• _Provided entries_:
:::
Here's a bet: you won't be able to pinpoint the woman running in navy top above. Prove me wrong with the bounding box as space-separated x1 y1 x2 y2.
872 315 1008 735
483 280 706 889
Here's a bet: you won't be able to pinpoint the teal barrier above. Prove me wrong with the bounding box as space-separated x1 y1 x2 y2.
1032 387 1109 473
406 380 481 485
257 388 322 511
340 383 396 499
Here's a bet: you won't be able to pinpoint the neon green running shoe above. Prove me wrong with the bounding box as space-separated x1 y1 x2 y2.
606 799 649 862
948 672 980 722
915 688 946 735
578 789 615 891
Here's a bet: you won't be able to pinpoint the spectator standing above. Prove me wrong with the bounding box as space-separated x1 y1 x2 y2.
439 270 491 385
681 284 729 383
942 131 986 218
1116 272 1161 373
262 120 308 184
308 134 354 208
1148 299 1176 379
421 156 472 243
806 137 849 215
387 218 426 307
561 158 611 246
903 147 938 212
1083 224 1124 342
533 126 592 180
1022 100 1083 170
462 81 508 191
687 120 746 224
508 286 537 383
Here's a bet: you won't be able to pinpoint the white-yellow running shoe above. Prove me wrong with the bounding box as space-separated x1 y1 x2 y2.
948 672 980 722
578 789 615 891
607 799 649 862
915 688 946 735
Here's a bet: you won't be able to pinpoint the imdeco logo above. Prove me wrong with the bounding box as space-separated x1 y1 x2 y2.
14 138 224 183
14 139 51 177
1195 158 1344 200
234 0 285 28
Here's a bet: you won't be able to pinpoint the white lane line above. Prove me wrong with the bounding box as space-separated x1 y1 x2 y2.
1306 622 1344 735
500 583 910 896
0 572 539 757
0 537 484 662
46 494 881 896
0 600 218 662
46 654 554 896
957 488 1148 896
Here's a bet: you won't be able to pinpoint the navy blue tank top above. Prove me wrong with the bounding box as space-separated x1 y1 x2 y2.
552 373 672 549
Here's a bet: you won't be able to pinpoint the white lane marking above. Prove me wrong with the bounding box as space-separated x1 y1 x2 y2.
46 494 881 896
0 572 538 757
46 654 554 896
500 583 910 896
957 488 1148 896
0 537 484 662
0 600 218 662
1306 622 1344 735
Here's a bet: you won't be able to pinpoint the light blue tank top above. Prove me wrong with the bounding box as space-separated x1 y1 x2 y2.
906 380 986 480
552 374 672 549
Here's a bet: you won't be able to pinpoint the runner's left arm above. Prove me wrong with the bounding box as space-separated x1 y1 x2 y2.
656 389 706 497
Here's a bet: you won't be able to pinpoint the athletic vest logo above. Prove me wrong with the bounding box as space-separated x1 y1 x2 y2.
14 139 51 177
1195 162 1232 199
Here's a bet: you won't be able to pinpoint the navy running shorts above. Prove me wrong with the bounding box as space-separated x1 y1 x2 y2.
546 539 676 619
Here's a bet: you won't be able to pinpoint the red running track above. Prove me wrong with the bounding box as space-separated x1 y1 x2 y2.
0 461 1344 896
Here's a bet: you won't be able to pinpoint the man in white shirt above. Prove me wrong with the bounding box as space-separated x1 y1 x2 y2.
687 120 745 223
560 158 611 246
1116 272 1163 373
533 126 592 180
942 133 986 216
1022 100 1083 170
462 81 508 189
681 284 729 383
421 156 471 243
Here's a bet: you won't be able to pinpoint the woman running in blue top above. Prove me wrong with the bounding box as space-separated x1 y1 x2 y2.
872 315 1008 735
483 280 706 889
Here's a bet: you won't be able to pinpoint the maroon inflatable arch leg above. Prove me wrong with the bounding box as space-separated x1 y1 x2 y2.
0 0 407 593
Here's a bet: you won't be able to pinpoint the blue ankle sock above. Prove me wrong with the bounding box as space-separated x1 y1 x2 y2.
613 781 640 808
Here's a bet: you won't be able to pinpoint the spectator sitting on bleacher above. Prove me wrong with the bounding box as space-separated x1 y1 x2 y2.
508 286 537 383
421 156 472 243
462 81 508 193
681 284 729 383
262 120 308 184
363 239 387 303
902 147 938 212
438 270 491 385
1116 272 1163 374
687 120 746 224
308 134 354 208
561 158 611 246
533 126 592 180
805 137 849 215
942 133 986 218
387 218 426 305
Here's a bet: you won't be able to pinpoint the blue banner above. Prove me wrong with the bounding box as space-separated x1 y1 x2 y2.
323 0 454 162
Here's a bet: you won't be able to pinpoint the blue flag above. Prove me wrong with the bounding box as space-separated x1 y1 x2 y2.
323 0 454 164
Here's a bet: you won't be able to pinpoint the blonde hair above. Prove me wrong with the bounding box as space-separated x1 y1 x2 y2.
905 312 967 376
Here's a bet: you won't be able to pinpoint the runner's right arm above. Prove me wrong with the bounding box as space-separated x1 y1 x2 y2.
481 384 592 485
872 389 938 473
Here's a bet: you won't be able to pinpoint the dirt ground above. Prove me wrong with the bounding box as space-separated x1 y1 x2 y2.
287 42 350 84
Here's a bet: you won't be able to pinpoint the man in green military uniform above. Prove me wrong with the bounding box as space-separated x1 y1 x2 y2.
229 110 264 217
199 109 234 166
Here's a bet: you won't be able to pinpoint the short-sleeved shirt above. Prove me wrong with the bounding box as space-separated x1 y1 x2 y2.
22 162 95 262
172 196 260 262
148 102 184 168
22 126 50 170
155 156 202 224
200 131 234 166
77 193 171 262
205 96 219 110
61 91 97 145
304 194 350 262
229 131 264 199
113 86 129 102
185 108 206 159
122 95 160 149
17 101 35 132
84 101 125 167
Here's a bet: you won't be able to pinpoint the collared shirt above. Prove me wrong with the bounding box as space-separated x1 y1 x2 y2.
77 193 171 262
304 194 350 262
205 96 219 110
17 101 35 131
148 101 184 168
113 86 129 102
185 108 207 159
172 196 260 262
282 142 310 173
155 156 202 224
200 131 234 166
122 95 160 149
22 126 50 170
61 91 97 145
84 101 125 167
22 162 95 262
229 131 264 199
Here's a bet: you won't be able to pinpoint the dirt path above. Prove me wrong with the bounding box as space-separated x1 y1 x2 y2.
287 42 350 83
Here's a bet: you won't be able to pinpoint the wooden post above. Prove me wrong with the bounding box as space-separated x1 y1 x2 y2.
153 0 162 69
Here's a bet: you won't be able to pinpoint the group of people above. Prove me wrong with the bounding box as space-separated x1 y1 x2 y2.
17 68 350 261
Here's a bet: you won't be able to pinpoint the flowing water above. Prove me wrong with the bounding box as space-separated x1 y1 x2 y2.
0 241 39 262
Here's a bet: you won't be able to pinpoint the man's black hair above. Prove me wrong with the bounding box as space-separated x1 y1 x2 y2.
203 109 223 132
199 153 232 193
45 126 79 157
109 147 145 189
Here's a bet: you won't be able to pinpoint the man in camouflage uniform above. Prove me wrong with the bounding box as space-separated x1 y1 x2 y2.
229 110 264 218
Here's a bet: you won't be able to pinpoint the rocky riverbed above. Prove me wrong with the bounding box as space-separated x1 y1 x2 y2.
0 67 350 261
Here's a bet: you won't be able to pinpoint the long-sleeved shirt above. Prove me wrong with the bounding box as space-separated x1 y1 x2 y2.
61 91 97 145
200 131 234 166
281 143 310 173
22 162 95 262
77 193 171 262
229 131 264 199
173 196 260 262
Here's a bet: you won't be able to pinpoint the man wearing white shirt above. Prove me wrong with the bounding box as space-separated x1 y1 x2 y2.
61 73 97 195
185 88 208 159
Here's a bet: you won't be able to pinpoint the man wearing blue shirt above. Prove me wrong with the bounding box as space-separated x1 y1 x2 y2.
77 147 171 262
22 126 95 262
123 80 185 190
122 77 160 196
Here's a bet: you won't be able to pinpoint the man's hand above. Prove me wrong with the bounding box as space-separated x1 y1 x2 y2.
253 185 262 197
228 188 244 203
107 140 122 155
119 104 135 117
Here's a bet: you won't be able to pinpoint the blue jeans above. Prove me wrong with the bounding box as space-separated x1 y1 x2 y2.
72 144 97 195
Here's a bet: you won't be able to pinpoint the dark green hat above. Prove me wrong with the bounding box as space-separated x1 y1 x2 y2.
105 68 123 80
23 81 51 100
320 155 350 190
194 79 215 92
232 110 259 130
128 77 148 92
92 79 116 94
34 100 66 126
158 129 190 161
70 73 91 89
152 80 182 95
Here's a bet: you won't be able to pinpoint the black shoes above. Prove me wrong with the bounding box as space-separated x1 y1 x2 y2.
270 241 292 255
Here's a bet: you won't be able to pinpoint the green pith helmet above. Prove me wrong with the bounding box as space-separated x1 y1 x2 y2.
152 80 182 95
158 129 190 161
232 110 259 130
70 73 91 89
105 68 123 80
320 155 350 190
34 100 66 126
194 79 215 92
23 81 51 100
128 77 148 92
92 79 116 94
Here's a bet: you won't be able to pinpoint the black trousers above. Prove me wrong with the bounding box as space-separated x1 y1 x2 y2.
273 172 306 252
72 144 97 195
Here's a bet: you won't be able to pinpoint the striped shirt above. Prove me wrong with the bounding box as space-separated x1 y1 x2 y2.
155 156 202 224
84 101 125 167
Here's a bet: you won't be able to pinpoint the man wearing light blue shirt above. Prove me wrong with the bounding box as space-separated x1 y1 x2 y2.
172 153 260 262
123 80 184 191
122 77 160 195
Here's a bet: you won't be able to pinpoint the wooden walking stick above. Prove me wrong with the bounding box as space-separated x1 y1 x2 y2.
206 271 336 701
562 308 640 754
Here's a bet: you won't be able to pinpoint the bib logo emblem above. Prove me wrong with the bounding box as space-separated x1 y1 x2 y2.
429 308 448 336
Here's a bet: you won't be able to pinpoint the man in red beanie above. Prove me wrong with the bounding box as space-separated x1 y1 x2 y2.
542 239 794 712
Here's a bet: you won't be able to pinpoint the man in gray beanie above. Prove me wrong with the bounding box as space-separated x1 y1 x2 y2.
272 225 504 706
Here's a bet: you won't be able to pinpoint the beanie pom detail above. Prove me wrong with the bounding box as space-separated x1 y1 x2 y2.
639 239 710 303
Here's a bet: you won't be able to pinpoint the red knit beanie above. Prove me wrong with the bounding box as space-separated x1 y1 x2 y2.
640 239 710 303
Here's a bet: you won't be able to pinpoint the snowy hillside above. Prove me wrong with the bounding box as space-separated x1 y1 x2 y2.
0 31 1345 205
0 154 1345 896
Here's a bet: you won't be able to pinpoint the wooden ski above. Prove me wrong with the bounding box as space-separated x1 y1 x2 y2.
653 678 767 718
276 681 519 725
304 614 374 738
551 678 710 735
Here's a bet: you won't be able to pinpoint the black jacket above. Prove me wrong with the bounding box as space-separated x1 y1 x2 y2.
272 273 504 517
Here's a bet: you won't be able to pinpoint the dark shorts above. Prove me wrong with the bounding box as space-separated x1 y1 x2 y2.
:::
• _Task to carry out_:
Repeat the records starting at the line containing "Here's a bet: you won't be able to pinpoint the light" and ending at the line containing "0 0 407 593", swapping "pinpoint" for "spot" and leaving everything else the same.

• _Solution to the problem_:
Here's a bet: you won't be able to spot the light blue tank top above. Prove me wrong with the bounding box as space-separated x1 y1 x2 y2.
906 380 986 480
552 374 672 549
Here's a bet: you won't be able to spot the runner's left arm above. Prove me wrong with the bounding box as space-separated x1 y1 x2 y2.
656 389 706 497
Here's a bet: you won't be able to spot the athletic vest logo above. Prove me wrong with the bounding box as space-separated x1 y1 x2 y2.
14 139 51 177
1195 162 1232 199
Here's a bet: you won't be able to spot the navy running shorts above. Prove me wrong with the bounding box as space-separated x1 y1 x2 y2.
546 539 676 619
Here's a bet: you won't be able to spot the red running track above. Prove me wrong with the bounding box as space-separated x1 y1 x2 y2.
0 461 1344 896
Here's a bet: you won't be able to spot the man in white shirt above. Prove me wrong with the bounding box as space-separated x1 y1 x2 y2.
687 120 745 223
560 158 611 246
1116 272 1163 373
533 126 592 180
942 133 986 216
1022 100 1083 170
462 81 508 189
681 284 729 383
421 156 471 243
Here's a bet: you won't be able to spot the woman running in blue top above. Prove me wrong with the bounding box as space-separated x1 y1 x2 y2.
872 315 1008 735
483 280 706 889
Here's a bet: you won't be able to spot the maroon inflatable arch leg above. Prove me wrong with the bounding box as space-separated x1 y1 x2 y2.
0 0 407 593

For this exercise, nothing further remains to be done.